Write out every row again, swapping "be located" for "be found" wherever it appears and changing nothing else. Leave the pictures out of your answer.

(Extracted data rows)
⟨
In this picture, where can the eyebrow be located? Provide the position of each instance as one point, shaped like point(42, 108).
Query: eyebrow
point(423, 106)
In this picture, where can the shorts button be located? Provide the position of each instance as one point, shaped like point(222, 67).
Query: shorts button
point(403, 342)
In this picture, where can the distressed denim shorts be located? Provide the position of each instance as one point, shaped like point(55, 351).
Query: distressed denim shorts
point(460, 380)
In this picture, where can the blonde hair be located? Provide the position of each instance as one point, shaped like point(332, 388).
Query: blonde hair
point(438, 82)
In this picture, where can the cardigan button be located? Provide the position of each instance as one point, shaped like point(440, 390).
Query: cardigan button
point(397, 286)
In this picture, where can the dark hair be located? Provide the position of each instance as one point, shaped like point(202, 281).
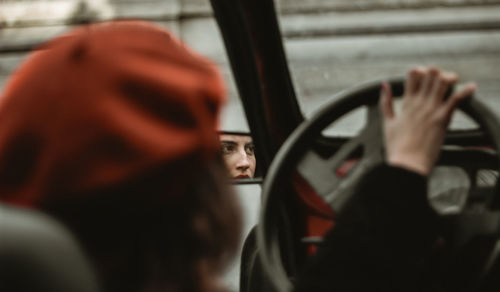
⟩
Output of the exercise =>
In this picture, where can the eyebrow be found? Provide the position of each instance as one point, shaped like point(42, 108).
Query: eyebrow
point(423, 106)
In this picture, where can the shorts button be found? Provide the position of each instance as one point, shaped like point(222, 67).
Query: shorts button
point(403, 342)
In this picture, where can the distressed denim shorts be found? Provide the position of each instance as one point, shaped like point(55, 351).
Query: distressed denim shorts
point(460, 380)
In this picture, where can the blonde hair be found? Provide the position of each instance as one point, shaped like point(332, 388).
Query: blonde hair
point(438, 82)
In this picture, where can the cardigan button be found? Provide the position of each instance as one point, shaped like point(440, 390).
Query: cardigan button
point(397, 286)
In this picture, where can the dark hair be found? Provide the position of each instance as one point, shaped like point(202, 281).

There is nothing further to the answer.